Testbericht verfasst von Motomobil
Der zweitaktende Piaggio Hexagon (als 125er, 150er und später als 180er) war 1993 Piaggios erster Einstieg in die Welt der tourentauglichen Maxiroller. Seither ist so einiges passiert.
Noch in den 1990ern folgte der Piaggio X9 zuerst als Viertellitermodell und bekam dann auch bald den halben Liter. Trotzdem wurde der Begriff „Maxiscooter“ aber vor allem durch Exponenten wie
Suzuki Burgman, Honda Silver Wing und auch Yamaha T-Max definiert.
2012 ist Piaggio mit einem mächtigen Gran Turismo wieder zurück: Der X10 mit den Hubräumen 125, 350 und 500 Kubik ist Piaggios bislang luxuriösester und modernster Beitrag zur
Welt der Großroller. Nach Österreich kommen ab dem Frühsommer die 350er- und die 500er-Version, und zwar ausschließlich in der Ausstattung mit
Antiblockiersystem und Traktionskontrolle. Der 350er (eigentlich 330er) besitzt den ganz neuen Piaggio-Einzylindermotor mit 24,5 kW (33,3 PS), der seit dem Winter auch die große Beverly antreibt.

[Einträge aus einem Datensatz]
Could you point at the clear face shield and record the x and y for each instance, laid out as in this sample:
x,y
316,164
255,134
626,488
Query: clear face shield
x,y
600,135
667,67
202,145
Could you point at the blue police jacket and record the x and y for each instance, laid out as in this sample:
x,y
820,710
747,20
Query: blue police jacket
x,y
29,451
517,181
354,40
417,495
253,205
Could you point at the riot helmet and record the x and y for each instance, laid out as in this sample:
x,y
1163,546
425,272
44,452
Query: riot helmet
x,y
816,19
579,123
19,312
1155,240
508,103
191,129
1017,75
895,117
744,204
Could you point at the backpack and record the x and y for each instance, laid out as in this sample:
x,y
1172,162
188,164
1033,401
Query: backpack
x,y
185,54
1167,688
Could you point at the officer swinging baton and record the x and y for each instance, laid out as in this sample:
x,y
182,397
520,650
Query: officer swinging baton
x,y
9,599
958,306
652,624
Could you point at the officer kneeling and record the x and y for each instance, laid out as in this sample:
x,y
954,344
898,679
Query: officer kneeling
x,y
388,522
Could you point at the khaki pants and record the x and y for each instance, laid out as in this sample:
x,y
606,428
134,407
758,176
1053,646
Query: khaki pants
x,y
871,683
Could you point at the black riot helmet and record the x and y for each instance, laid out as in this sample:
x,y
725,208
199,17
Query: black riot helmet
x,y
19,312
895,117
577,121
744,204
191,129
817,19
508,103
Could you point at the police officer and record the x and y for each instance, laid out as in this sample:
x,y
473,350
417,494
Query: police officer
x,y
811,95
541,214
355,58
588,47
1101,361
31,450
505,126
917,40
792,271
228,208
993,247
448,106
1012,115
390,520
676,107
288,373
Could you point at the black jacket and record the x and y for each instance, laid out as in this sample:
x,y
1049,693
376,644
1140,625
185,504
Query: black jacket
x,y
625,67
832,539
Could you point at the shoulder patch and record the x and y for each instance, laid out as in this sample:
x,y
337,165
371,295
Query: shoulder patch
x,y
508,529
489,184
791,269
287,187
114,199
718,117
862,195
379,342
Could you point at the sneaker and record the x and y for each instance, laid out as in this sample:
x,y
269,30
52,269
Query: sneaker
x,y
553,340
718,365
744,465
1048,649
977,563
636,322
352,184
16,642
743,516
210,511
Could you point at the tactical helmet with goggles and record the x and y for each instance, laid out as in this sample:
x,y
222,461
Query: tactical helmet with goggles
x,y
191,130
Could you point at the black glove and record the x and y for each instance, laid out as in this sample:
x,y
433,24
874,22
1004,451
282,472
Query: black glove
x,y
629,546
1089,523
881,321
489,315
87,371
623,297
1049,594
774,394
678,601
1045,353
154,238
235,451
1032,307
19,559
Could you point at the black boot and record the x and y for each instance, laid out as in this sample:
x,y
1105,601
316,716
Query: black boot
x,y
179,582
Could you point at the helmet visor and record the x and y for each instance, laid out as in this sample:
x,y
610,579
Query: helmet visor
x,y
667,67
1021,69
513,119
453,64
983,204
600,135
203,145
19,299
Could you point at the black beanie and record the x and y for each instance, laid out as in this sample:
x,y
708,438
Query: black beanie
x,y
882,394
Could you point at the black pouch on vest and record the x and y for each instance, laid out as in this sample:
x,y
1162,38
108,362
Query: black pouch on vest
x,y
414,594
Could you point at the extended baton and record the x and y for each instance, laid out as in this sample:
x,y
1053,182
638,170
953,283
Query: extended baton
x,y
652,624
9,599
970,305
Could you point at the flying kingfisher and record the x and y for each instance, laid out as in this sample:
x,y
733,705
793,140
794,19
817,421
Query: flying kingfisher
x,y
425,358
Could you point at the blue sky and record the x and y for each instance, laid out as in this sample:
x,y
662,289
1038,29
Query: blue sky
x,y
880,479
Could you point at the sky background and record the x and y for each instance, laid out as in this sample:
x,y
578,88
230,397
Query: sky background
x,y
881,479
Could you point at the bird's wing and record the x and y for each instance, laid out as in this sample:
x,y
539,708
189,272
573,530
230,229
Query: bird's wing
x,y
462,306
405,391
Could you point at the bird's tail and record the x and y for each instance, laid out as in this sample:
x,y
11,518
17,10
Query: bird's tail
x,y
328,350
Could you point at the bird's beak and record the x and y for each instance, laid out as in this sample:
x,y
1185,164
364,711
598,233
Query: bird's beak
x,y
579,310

▶ _Aufgaben_
1. Kopieren Sie aus dem Testbericht zum Piaggio X10 wortgetreu den Abschnitt, der mit „Noch in den“ beginnt und mit „große Beverly antreibt.“ endet.
2. In welcher Ausstattung kommen die 350er- und die 500er-Version laut dem Testbericht zum Piaggio X10 nach Österreich?

▶ _Lösungen im Einzelnen_
1.
Noch in den 1990ern folgte der Piaggio X9 zuerst als Viertellitermodell und bekam dann auch bald den halben Liter. Trotzdem wurde der Begriff „Maxiscooter“ aber vor allem durch Exponenten wie
Suzuki Burgman, Honda Silver Wing und auch Yamaha T-Max definiert.
2012 ist Piaggio mit einem mächtigen Gran Turismo wieder zurück: Der X10 mit den Hubräumen 125, 350 und 500 Kubik ist Piaggios bislang luxuriösester und modernster Beitrag zur
Welt der Großroller. Nach Österreich kommen ab dem Frühsommer die 350er- und die 500er-Version, und zwar ausschließlich in der Ausstattung mit
Antiblockiersystem und Traktionskontrolle. Der 350er (eigentlich 330er) besitzt den ganz neuen Piaggio-Einzylindermotor mit 24,5 kW (33,3 PS), der seit dem Winter auch die große Beverly antreibt.

2. Ausschließlich mit Antiblockiersystem und Traktionskontrolle.